What is required – Exclude the pictures, then quote exactly the lines from the one holding "Target: exposed rock" through the last line of the records.

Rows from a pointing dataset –

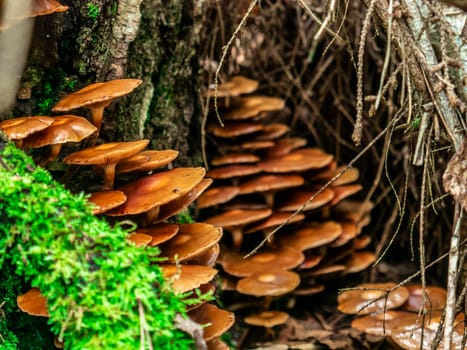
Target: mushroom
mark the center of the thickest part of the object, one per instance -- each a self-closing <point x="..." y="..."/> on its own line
<point x="191" y="240"/>
<point x="298" y="160"/>
<point x="65" y="128"/>
<point x="384" y="322"/>
<point x="236" y="86"/>
<point x="267" y="319"/>
<point x="18" y="129"/>
<point x="312" y="235"/>
<point x="251" y="106"/>
<point x="147" y="194"/>
<point x="181" y="203"/>
<point x="372" y="297"/>
<point x="96" y="97"/>
<point x="146" y="161"/>
<point x="106" y="200"/>
<point x="283" y="258"/>
<point x="234" y="221"/>
<point x="106" y="156"/>
<point x="33" y="303"/>
<point x="160" y="232"/>
<point x="216" y="321"/>
<point x="184" y="278"/>
<point x="218" y="195"/>
<point x="435" y="298"/>
<point x="269" y="184"/>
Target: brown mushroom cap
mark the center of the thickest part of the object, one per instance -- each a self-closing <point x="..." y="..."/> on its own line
<point x="251" y="106"/>
<point x="106" y="200"/>
<point x="344" y="191"/>
<point x="217" y="195"/>
<point x="383" y="323"/>
<point x="294" y="200"/>
<point x="312" y="235"/>
<point x="33" y="303"/>
<point x="230" y="171"/>
<point x="181" y="203"/>
<point x="272" y="131"/>
<point x="236" y="86"/>
<point x="238" y="217"/>
<point x="96" y="93"/>
<point x="435" y="298"/>
<point x="96" y="97"/>
<point x="283" y="258"/>
<point x="154" y="190"/>
<point x="267" y="319"/>
<point x="160" y="232"/>
<point x="359" y="261"/>
<point x="218" y="321"/>
<point x="191" y="240"/>
<point x="184" y="278"/>
<point x="139" y="239"/>
<point x="421" y="334"/>
<point x="298" y="160"/>
<point x="46" y="7"/>
<point x="372" y="297"/>
<point x="20" y="128"/>
<point x="276" y="219"/>
<point x="349" y="176"/>
<point x="65" y="128"/>
<point x="146" y="161"/>
<point x="285" y="146"/>
<point x="233" y="158"/>
<point x="229" y="130"/>
<point x="269" y="182"/>
<point x="106" y="153"/>
<point x="269" y="283"/>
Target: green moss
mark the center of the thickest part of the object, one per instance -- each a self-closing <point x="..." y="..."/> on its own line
<point x="99" y="287"/>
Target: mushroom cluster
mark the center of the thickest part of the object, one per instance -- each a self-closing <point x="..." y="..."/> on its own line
<point x="410" y="316"/>
<point x="150" y="197"/>
<point x="265" y="178"/>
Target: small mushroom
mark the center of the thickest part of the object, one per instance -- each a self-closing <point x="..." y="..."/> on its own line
<point x="216" y="321"/>
<point x="184" y="278"/>
<point x="33" y="303"/>
<point x="267" y="319"/>
<point x="372" y="297"/>
<point x="96" y="97"/>
<point x="65" y="128"/>
<point x="234" y="221"/>
<point x="106" y="156"/>
<point x="18" y="129"/>
<point x="106" y="200"/>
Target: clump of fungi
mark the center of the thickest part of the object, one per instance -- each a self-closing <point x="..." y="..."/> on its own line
<point x="408" y="316"/>
<point x="265" y="178"/>
<point x="151" y="199"/>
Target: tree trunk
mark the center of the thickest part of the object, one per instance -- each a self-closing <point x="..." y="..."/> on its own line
<point x="99" y="40"/>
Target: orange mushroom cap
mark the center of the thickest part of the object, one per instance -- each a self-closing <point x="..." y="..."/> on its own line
<point x="33" y="303"/>
<point x="191" y="240"/>
<point x="298" y="160"/>
<point x="218" y="321"/>
<point x="272" y="282"/>
<point x="372" y="297"/>
<point x="267" y="319"/>
<point x="184" y="278"/>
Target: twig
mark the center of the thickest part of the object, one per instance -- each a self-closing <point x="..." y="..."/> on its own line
<point x="453" y="275"/>
<point x="225" y="50"/>
<point x="326" y="185"/>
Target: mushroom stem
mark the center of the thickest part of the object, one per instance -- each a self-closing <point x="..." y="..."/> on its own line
<point x="237" y="236"/>
<point x="109" y="176"/>
<point x="97" y="113"/>
<point x="54" y="151"/>
<point x="151" y="215"/>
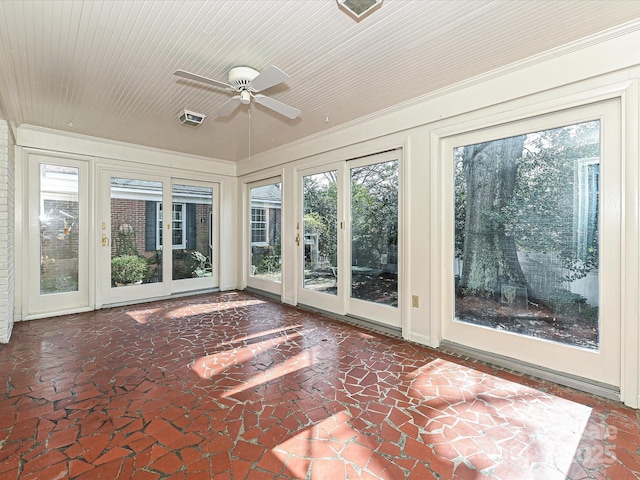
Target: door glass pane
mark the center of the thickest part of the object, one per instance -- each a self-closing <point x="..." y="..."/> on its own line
<point x="59" y="240"/>
<point x="526" y="234"/>
<point x="136" y="254"/>
<point x="191" y="220"/>
<point x="320" y="232"/>
<point x="374" y="233"/>
<point x="266" y="222"/>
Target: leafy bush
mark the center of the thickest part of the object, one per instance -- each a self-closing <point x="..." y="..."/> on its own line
<point x="127" y="269"/>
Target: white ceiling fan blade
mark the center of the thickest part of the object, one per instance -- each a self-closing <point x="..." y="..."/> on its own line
<point x="270" y="77"/>
<point x="277" y="106"/>
<point x="200" y="78"/>
<point x="229" y="106"/>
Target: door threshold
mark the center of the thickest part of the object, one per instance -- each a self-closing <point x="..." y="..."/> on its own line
<point x="610" y="392"/>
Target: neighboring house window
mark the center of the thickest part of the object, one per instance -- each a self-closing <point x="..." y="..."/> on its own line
<point x="259" y="232"/>
<point x="178" y="226"/>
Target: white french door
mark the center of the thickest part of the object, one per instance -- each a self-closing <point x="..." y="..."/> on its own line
<point x="532" y="225"/>
<point x="157" y="236"/>
<point x="58" y="245"/>
<point x="347" y="236"/>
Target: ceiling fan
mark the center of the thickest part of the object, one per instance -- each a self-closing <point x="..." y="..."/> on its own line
<point x="247" y="82"/>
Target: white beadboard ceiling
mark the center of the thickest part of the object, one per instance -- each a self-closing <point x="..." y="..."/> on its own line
<point x="105" y="68"/>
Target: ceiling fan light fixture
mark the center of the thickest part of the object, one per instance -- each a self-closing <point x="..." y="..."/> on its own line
<point x="359" y="8"/>
<point x="191" y="119"/>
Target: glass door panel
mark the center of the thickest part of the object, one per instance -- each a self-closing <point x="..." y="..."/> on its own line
<point x="136" y="264"/>
<point x="265" y="229"/>
<point x="192" y="233"/>
<point x="373" y="229"/>
<point x="320" y="232"/>
<point x="59" y="226"/>
<point x="535" y="237"/>
<point x="58" y="235"/>
<point x="374" y="233"/>
<point x="136" y="243"/>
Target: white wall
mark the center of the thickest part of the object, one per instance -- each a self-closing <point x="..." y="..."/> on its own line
<point x="7" y="209"/>
<point x="602" y="67"/>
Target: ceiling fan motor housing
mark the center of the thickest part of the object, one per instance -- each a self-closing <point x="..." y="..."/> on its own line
<point x="240" y="77"/>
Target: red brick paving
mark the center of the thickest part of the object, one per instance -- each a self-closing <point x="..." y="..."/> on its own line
<point x="232" y="386"/>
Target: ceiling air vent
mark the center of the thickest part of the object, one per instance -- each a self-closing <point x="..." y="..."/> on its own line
<point x="359" y="8"/>
<point x="191" y="118"/>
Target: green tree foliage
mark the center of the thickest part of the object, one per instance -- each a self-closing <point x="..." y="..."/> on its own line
<point x="552" y="208"/>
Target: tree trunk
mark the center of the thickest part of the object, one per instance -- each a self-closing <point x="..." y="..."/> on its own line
<point x="490" y="257"/>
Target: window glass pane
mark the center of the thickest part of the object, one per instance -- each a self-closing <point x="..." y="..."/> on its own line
<point x="59" y="240"/>
<point x="266" y="222"/>
<point x="192" y="217"/>
<point x="526" y="234"/>
<point x="374" y="233"/>
<point x="135" y="218"/>
<point x="320" y="233"/>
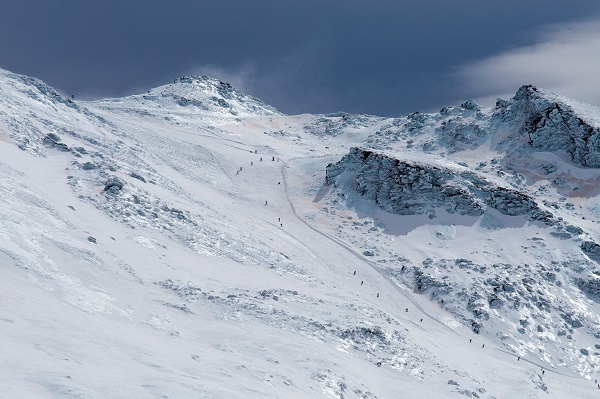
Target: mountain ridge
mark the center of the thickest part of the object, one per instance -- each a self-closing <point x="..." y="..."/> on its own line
<point x="160" y="247"/>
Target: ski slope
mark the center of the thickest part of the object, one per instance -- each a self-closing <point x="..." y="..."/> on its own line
<point x="218" y="264"/>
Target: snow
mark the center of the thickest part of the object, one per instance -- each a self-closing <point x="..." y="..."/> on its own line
<point x="225" y="267"/>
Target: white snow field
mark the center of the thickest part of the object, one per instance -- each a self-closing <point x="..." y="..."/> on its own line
<point x="193" y="242"/>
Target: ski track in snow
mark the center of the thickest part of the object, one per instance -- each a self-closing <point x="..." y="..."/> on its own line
<point x="182" y="243"/>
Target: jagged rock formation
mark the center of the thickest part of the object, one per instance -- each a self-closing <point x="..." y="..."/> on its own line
<point x="413" y="188"/>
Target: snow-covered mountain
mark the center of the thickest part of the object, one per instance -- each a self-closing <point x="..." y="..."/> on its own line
<point x="192" y="241"/>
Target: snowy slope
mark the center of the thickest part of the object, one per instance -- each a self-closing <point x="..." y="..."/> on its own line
<point x="194" y="242"/>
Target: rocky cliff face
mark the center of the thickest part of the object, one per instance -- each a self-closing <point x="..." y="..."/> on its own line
<point x="548" y="122"/>
<point x="412" y="188"/>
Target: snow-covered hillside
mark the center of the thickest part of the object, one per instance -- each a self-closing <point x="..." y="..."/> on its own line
<point x="192" y="241"/>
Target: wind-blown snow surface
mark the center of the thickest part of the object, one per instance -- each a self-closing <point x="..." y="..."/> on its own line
<point x="194" y="242"/>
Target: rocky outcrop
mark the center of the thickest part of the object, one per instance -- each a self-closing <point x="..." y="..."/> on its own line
<point x="412" y="188"/>
<point x="552" y="123"/>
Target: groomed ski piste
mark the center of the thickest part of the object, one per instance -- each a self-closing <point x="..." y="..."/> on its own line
<point x="193" y="242"/>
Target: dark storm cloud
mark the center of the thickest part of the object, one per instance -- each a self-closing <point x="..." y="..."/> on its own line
<point x="378" y="56"/>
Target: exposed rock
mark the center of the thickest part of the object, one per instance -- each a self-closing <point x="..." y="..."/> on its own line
<point x="114" y="185"/>
<point x="411" y="188"/>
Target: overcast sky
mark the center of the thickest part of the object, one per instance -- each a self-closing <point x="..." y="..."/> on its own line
<point x="383" y="57"/>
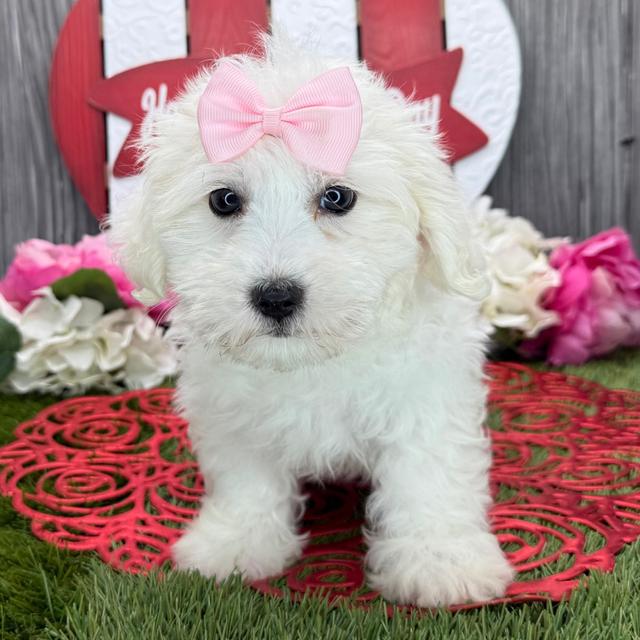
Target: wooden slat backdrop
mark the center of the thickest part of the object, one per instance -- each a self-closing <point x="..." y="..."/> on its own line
<point x="573" y="166"/>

Final result –
Target: exposed rock
mark the center of the thickest part of the object, one per instance -- each a self-closing <point x="..." y="..."/> on its own line
<point x="114" y="185"/>
<point x="411" y="188"/>
Target: overcast sky
mark the center of the thickest part of the object, one per instance -- each a self-closing <point x="..." y="..."/> on its own line
<point x="383" y="57"/>
Target: wooden slat backdrop
mark the center of the thickest part of the object, one per instance -- each a self-closing <point x="..." y="..."/> on its own line
<point x="573" y="166"/>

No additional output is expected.